## [WORK INSTRUCTIONS]
Wherever a line in the records below contains "blue", copy that line.

## [INPUT DATA]
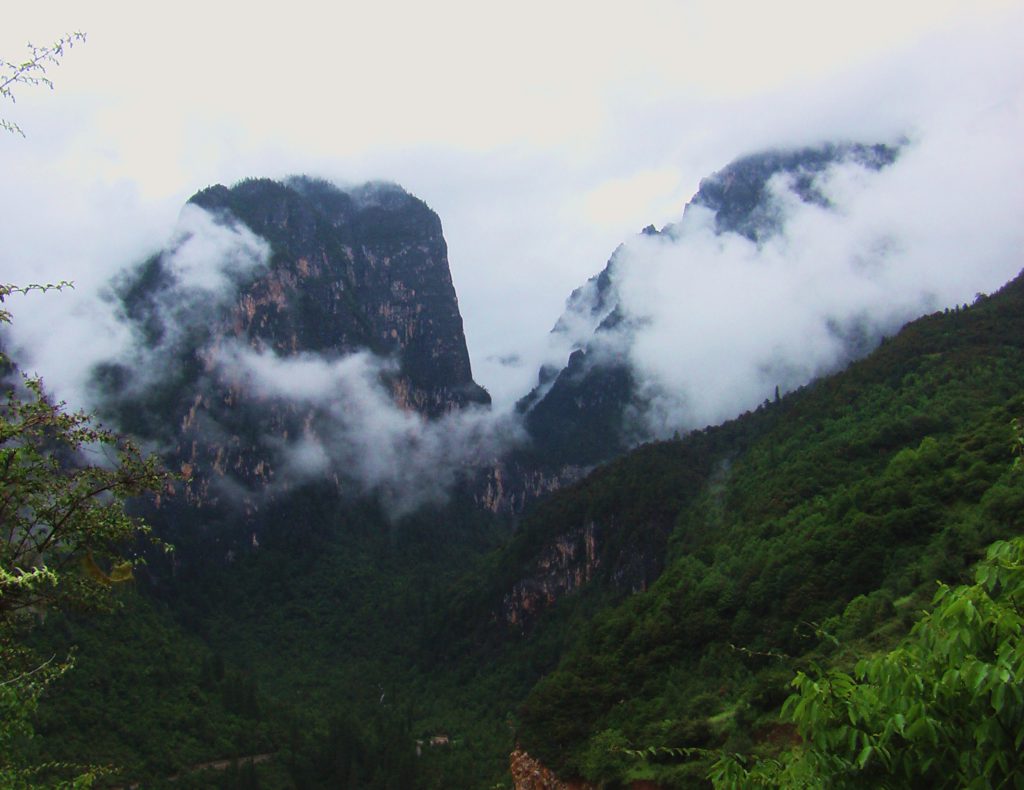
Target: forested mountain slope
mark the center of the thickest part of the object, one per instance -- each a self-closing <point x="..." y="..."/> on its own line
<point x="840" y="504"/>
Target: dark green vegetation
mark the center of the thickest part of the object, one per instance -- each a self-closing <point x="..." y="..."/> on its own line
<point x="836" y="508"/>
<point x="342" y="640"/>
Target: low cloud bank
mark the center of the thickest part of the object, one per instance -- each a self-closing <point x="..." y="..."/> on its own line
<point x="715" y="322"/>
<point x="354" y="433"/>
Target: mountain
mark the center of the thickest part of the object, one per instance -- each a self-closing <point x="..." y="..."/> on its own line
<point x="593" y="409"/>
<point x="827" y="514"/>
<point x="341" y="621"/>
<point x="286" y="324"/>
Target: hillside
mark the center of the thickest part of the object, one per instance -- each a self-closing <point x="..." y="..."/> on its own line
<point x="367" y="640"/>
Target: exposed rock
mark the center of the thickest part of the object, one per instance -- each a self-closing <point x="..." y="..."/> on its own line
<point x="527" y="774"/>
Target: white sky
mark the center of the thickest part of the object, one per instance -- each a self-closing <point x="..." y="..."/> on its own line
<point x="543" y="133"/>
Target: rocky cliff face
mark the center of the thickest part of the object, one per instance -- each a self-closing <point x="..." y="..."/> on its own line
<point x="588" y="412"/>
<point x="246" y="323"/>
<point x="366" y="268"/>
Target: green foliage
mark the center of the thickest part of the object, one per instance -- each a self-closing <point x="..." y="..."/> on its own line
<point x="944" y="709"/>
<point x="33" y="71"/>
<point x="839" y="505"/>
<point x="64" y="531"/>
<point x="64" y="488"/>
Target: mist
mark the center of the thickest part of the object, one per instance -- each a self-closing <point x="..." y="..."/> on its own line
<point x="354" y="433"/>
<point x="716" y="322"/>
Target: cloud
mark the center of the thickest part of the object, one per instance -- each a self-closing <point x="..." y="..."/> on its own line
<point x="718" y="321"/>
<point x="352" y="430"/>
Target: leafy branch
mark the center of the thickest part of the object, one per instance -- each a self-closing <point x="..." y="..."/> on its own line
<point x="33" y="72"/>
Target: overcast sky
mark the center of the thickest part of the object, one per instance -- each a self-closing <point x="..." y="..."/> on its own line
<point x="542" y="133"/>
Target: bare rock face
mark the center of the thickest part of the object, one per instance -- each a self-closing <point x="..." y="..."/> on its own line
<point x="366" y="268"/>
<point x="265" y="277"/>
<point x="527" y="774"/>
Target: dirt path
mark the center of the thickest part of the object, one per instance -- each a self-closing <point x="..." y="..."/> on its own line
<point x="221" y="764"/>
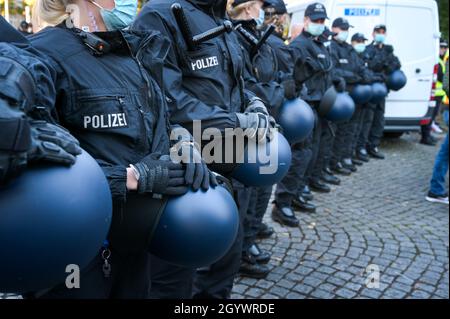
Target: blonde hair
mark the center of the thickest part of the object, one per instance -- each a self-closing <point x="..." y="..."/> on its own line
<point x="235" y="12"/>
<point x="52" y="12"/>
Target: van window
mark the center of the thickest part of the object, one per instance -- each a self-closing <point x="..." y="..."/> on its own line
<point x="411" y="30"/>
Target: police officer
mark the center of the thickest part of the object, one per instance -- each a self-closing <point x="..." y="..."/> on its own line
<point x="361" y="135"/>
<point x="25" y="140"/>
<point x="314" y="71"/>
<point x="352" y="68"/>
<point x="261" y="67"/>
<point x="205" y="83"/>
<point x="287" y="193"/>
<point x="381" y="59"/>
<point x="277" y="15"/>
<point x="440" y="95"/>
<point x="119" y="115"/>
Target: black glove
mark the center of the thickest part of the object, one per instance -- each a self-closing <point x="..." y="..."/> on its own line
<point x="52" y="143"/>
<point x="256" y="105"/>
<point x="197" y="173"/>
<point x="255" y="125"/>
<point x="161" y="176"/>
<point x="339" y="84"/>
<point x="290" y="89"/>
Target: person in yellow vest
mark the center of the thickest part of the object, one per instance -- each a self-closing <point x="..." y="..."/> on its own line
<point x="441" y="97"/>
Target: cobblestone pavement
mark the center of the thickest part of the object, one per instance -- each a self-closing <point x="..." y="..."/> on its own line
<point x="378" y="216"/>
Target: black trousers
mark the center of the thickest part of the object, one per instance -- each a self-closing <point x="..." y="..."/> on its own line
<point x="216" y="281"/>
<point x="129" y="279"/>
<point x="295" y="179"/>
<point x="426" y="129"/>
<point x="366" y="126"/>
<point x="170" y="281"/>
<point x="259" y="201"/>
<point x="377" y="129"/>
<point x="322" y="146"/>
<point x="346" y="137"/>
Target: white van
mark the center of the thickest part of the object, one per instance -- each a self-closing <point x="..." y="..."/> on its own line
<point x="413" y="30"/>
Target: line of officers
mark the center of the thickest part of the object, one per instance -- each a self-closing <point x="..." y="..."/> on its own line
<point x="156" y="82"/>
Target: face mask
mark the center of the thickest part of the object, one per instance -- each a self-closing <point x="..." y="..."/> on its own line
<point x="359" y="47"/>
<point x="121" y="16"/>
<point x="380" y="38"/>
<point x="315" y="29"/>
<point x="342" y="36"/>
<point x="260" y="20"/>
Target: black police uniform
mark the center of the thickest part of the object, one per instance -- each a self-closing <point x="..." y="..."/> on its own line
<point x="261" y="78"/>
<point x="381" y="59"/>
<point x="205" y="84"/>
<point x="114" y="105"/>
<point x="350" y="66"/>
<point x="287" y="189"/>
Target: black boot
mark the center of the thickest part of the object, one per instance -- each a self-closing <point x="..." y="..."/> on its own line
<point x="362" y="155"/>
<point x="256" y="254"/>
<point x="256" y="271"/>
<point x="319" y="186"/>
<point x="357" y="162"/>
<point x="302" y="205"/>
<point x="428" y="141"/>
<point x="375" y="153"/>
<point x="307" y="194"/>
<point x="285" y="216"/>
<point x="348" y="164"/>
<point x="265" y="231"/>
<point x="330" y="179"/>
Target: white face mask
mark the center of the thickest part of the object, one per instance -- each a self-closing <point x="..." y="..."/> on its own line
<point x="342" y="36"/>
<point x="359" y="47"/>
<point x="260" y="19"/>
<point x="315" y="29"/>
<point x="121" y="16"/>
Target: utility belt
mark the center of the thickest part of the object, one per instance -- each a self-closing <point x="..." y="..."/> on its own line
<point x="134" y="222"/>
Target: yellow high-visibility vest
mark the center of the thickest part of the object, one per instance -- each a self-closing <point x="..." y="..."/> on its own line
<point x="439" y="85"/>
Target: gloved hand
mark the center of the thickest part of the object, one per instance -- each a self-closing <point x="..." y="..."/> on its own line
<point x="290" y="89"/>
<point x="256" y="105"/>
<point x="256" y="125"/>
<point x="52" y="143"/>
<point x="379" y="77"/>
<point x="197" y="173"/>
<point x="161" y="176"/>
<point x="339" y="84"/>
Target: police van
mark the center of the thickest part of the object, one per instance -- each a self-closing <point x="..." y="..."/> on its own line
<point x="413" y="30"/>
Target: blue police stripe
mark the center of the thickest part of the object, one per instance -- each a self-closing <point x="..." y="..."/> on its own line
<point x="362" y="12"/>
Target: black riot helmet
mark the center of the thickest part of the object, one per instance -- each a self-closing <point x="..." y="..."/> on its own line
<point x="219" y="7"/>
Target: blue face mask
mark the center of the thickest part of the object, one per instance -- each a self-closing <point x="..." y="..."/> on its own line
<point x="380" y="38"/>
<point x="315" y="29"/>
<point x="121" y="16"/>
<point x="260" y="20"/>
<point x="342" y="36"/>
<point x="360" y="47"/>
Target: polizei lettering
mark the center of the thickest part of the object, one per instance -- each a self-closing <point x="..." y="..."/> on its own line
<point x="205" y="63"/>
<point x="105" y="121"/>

...

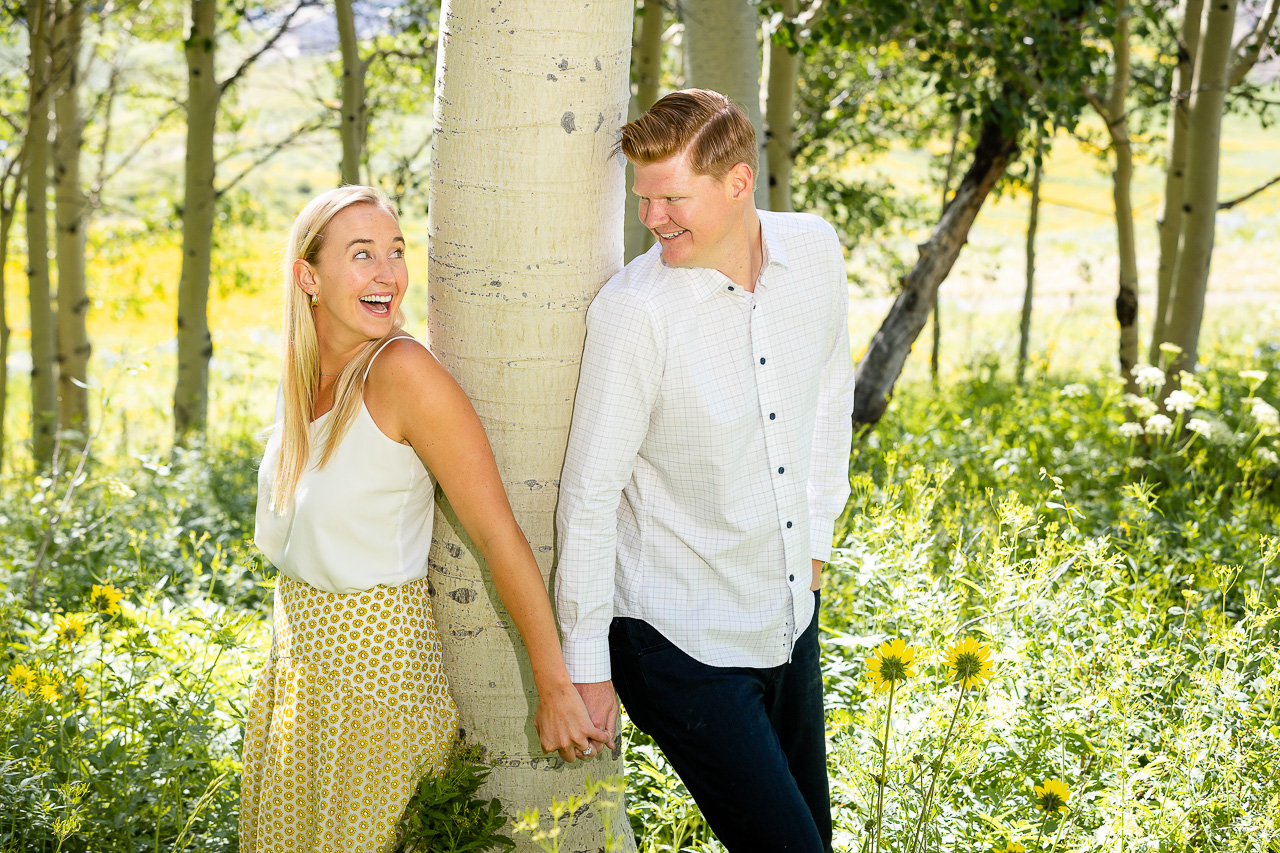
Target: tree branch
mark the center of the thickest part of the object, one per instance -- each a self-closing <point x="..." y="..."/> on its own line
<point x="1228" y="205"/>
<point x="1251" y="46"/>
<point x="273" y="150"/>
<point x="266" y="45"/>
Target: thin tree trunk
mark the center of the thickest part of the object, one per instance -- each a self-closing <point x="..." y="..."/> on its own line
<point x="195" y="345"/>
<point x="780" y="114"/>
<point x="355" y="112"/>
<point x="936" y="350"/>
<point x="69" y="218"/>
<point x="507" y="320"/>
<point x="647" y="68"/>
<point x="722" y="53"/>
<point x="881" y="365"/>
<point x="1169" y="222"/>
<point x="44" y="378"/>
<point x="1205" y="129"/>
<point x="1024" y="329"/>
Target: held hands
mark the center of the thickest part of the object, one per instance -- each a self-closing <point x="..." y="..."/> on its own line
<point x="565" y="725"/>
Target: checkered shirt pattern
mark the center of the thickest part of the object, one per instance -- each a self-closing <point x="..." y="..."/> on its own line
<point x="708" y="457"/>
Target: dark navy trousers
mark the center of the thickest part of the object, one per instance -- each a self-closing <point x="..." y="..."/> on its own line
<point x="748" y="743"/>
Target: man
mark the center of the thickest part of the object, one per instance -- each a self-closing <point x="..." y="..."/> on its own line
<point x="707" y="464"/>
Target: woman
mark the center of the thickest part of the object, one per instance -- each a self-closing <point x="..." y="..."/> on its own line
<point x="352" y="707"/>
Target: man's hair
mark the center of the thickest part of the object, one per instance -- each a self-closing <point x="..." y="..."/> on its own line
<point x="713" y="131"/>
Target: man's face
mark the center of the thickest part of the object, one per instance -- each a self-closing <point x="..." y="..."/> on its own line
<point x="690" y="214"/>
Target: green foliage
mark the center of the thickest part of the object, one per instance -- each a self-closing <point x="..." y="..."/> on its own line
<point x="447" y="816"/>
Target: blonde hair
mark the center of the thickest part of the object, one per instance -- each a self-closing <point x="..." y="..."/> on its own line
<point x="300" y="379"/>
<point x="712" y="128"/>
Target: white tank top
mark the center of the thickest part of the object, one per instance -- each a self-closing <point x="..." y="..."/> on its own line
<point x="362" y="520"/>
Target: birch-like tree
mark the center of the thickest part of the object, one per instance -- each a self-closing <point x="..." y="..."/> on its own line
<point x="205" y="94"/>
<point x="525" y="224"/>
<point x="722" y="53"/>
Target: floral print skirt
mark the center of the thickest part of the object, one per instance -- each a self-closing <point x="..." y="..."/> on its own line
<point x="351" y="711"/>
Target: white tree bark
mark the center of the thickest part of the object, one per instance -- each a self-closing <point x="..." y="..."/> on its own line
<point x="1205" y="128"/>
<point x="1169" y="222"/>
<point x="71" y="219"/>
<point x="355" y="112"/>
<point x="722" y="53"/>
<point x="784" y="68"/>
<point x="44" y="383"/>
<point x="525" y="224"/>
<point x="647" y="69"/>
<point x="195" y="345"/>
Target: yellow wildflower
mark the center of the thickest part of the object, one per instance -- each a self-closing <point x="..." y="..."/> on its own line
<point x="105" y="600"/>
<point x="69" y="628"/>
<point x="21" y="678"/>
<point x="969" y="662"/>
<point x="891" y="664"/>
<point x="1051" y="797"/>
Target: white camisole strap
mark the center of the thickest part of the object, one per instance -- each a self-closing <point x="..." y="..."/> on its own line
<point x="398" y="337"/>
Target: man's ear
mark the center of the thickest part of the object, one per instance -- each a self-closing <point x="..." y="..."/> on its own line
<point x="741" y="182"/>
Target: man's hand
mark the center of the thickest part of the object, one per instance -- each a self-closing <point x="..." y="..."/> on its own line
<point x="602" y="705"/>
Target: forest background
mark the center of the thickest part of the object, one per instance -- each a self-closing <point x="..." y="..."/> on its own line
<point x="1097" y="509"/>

## [RESULT OF THE EXERCISE]
Target: blue police stripe
Target: blue face mask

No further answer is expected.